● SET TASK 1: According to the discussion of the classifier container, what kind of memory storage does the classifier use for objects of the same type?
● SET TASK 2: Pick up the discussion of the classifier container after its last sentence and continue it.
-- Start SELECTED PASSAGE --
I am trying to make the interface of the container as easy as possible.
I think using RTTI is an easy solution.

>> - The container classifier is _not_ a sequence.
> I would expect the container to allow forward iteration. I assume you
> mean that erase/insert into the middle is prohibited? I imagined that
> only push_back/pop_back was supported.
>> - The classifier uses continuous storage in memory for objects of the
>> same type, therefore it is expected to improve cache efficiency with respect
>> to solutions that use pointers (and new to allocate objects), especially if the
>> client code uses some cache-aware allocator.
> I wanted to call my class template polymorphic_vector, taking base class
> and allocator template arguments. I imagined that the storage
> would be completely contigious, even when many different types of
> objects where stored into the container. This would give maximum cache
> efficiency. Then if the user wanted to sort or otherwise manipulate the
> sequence, he could just create an std::vector<T*> of the elements
> (Thus, push_back should probably return a pointer to the constructed
> element).

I am thinking about including that std:vector<T*> internally in
another container,
thus, I could provide a random access iterator. That could be

But I see a problem: if we only sort the vector<T*> then the objects in memory
of consecutive iterations will not be contigous in memory
and we will lose some of the cache efficiency.

I will try to provide another kind of iteration, actually a two-levels
iteration, like in
a matrix, in order to gain access to the vectors of objects. That way we might
sort objects of the same type without drawbacks.

> All in all, I hope you will persue this idea. I certainly have many
> use-cases for it in code where efficiency matters, and in code where
> using Boost.Intrusive is just must more work.
> kind regards
> Thorsten

> Date: Fri, 16 Aug 2013 19:20:36 -0500
> From: Larry Evans <cppljevans_at_[hidden]>

>> Yes, that is the idea. Actually, whether the implementation uses a collection
>> of vectors or other mechanism is an implementation detail. I use a map
>> of vectors in the classifier container, but I will try other implementations.
-- End SELECTED PASSAGE --
-- Start GIVEN DATA --
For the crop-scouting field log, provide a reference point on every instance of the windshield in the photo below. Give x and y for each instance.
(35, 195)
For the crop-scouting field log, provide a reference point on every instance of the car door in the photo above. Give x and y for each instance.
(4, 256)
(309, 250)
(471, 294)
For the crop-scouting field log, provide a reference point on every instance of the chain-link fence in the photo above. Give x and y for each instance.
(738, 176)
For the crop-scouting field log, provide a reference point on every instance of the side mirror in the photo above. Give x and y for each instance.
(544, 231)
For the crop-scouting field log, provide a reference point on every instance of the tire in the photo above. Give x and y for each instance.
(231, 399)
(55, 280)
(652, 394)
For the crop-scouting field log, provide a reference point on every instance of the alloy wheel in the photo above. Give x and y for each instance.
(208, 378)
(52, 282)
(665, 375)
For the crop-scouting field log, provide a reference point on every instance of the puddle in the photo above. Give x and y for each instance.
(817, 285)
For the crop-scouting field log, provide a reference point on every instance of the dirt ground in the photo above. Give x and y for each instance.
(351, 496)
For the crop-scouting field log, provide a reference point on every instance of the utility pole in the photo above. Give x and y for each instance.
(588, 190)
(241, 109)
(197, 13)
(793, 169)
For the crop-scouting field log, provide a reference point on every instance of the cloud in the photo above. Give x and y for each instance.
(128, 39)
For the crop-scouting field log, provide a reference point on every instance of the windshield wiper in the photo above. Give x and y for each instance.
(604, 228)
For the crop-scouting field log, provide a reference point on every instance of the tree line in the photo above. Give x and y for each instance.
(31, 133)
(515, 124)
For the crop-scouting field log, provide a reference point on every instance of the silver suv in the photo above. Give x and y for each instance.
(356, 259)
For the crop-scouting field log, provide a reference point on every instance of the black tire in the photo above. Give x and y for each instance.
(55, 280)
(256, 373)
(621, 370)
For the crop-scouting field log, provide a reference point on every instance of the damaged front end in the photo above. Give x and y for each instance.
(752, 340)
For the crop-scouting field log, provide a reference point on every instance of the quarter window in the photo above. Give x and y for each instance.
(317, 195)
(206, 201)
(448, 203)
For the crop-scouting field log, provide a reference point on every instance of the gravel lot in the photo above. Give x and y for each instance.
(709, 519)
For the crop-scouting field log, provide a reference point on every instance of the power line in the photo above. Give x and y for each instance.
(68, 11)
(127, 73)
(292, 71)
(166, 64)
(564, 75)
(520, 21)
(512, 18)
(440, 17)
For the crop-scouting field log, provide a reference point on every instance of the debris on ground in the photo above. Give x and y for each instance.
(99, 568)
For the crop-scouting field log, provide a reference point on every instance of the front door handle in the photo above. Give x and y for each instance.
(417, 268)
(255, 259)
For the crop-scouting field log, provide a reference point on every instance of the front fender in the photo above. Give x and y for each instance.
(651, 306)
-- End GIVEN DATA --
● REPLY 1: It uses continuous storage in memory for objects of the same type.

● REPLY 2:
> Is the map key something like the type_info:

Yes, actually a wrapper of typeinfo because of a problem with typeinfo
I could not workaround. But that is an implementation detail, I mean,
that will be an inner detail of the library and I might find a better solution
without changing the interface of the classifier container.

> If there is a separate vector for each type, then the storage for a
> container containing more than one type can't be contiguous,
> since the vectors for the containers for the types cannot be
> contiguous, or am I missing something? I think what Thorsten
> was aiming at in this post:

I could not follow the link... ?

> was each element in the container was truly contiguous. IOW,
> given a container, c, then.
> c.insert(T1());
> c.insert(T2());
> The T1 inserted into c would be contigous with the T2.

No, in the prototype of the classifier T1 will not be contigous with T2,


first object of T2 will be contigous with second object of T2.

> [snip]
>>> Date: Tue, 13 Aug 2013 23:33:25 +0400
>>> From: Andrey Semashev <andrey.semashev_at_[hidden]>
>>>> - The container classifier is _not_ a sequence.
>>> Why? Is this intentional?
>> Both intentional and accidental, because I want to allocate objects
>> contiguously in memory I have to store them in a collection of
>> vectors, the container is not a sequence but a collection of sequences,
>> one sequence for every class in the classifier.
>> I will implement a sequence, but later.
> The above reinforces my above conclusion that T1 and T2 elements
> cannot be contiguous in the container.

A container might store T1 and T2 contigously, but up to now,
that is not my idea, because it is more difficult and I am not sure
about the efficiency of that alternative.
Actually, I have read somewhere that there is a cache memory
for functions, in that case, classifying the objects by type could be
a good implementation because the virtual methods could be stored
in the cache until the objects of that type were finished.

> Date: Sat, 17 Aug 2013 08:12:48 -0400
> From: Rob Stewart <robertstewart_at_[hidden]>
> To: "boost_at_[hidden]" <boost_at_[hidden]>
> Subject: Re: [boost] [cpo-proposal] presentation of the idea
> On Aug 16, 2013, at 9:21 AM, Santiago Tapia <santiago.tapia_at_[hidden]> wrote:
>>> Date: Tue, 13 Aug 2013 23:33:25 +0400
>>> From: Andrey Semashev <andrey.semashev_at_[hidden]>
>>>> - The allocator argument in the classifier will be applied to every object added to the classifier. Thus, the allocator is provided without its argument. The std::allocator is the default argument.
>>> You can use the standard interface for allocator rebinding:
>>> typedef allocator<T> allocator_T;
>>> typedef typename allocator_T::template rebind<U>::other allocator_U;
>>> You can use std::allocator<void> by default then.
>> I am not sure how to do this. I need a allocator with a parameter in order to get: allocator<triangle>, allocator<square>, ... this allocator must be instantiated when an object of a new class is inserted in the classifier.
> That's the point of rebind. Starting with allocator<A>, you can get allocator<B>. The spelling of allocator<B> just looks odd:
> typename allocator<A> template ::rebind<B>::other
> ___
> Rob

Understood, thank you both for the comment.

> Date: Sat, 17 Aug 2013 09:20:14 -0500
> From: Larry Evans <cppljevans_at_[hidden]>
> The attached demonstrates, I believe, what Thorsten was aiming at
> an shows the storage of *different* types in contiguous storage.
> HTH.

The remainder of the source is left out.